> **Problem to solve**
Rewrite the election-shift passage from "Todd Kerner, the" up to and including "of the county.", replacing "affluent" with "wealthy".

> **Selected extract**
• • • • • • •

This year Mr. Trump again carried the district. In 2022, Mr. Cartwright said, a Trump-style Republican in Pennsylvania’s elections for governor and Senate could win statewide. “Much of it depends on how life is going in two years,” he said.
Another region that reflected the shifts of recent elections, Saratoga County in upstate New York, was home to one of Mr. Biden’s most decisive performances in a pivot county. Mr. Trump won there by 3.2 points four years ago. Mr. Biden won by 5.4 points last month, for a total swing of 8.6 points.
Todd Kerner, the chair of the county Democrats, attributed the about-face to misgivings about the president by college-educated voters in the affluent suburbs of Albany, in the southern end of the county.
Jim Esterly, a retiree in Clifton Park, N.Y., was one of them. Four years ago, he said, he was taken by Mr. Trump’s TV persona from “The Apprentice.”

• • • • • • •

> **Data section**
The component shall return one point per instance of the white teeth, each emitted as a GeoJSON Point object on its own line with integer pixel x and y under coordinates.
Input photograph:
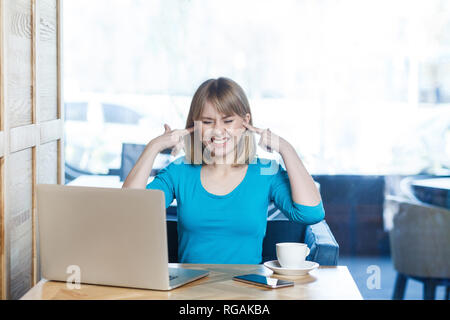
{"type": "Point", "coordinates": [216, 141]}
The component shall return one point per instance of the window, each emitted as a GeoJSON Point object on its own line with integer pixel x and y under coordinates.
{"type": "Point", "coordinates": [353, 85]}
{"type": "Point", "coordinates": [118, 114]}
{"type": "Point", "coordinates": [75, 111]}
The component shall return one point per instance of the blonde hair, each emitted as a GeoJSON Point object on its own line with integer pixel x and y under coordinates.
{"type": "Point", "coordinates": [228, 98]}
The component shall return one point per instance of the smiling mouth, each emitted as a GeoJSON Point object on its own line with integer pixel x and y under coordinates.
{"type": "Point", "coordinates": [219, 142]}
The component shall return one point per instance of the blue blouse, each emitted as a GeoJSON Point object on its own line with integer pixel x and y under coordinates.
{"type": "Point", "coordinates": [222, 229]}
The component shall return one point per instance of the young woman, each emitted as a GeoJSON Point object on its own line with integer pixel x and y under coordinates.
{"type": "Point", "coordinates": [222, 188]}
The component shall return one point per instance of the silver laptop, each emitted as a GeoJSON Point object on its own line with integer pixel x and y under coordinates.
{"type": "Point", "coordinates": [110, 236]}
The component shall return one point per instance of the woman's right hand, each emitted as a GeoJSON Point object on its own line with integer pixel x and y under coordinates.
{"type": "Point", "coordinates": [171, 139]}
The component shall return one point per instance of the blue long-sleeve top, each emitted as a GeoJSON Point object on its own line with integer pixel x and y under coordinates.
{"type": "Point", "coordinates": [228, 228]}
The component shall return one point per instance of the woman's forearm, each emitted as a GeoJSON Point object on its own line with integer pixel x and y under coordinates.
{"type": "Point", "coordinates": [303, 187]}
{"type": "Point", "coordinates": [138, 176]}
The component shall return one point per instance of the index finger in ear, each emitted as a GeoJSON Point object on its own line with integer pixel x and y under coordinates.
{"type": "Point", "coordinates": [252, 128]}
{"type": "Point", "coordinates": [188, 131]}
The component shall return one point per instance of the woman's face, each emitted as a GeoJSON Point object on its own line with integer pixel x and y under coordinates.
{"type": "Point", "coordinates": [221, 133]}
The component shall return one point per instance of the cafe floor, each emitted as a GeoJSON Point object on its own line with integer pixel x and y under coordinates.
{"type": "Point", "coordinates": [360, 271]}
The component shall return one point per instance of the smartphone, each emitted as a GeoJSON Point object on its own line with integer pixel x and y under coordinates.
{"type": "Point", "coordinates": [264, 281]}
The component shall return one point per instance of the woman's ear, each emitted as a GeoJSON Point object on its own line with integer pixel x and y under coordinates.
{"type": "Point", "coordinates": [247, 118]}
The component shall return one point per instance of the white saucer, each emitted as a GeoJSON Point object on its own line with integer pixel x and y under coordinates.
{"type": "Point", "coordinates": [306, 267]}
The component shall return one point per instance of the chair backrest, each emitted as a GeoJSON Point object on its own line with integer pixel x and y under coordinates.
{"type": "Point", "coordinates": [420, 239]}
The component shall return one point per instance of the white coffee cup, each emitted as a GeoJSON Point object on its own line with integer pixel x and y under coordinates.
{"type": "Point", "coordinates": [291, 255]}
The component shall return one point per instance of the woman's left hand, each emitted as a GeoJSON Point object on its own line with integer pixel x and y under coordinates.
{"type": "Point", "coordinates": [269, 141]}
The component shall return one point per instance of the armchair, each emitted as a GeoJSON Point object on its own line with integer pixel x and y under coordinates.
{"type": "Point", "coordinates": [419, 240]}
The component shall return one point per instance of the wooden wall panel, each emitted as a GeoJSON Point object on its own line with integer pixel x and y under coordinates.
{"type": "Point", "coordinates": [47, 65]}
{"type": "Point", "coordinates": [31, 132]}
{"type": "Point", "coordinates": [19, 222]}
{"type": "Point", "coordinates": [18, 46]}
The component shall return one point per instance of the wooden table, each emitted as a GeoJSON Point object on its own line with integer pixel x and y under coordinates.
{"type": "Point", "coordinates": [323, 283]}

• • • • • • •

> **Response**
Todd Kerner, the chair of the county Democrats, attributed the about-face to misgivings about the president by college-educated voters in the wealthy suburbs of Albany, in the southern end of the county.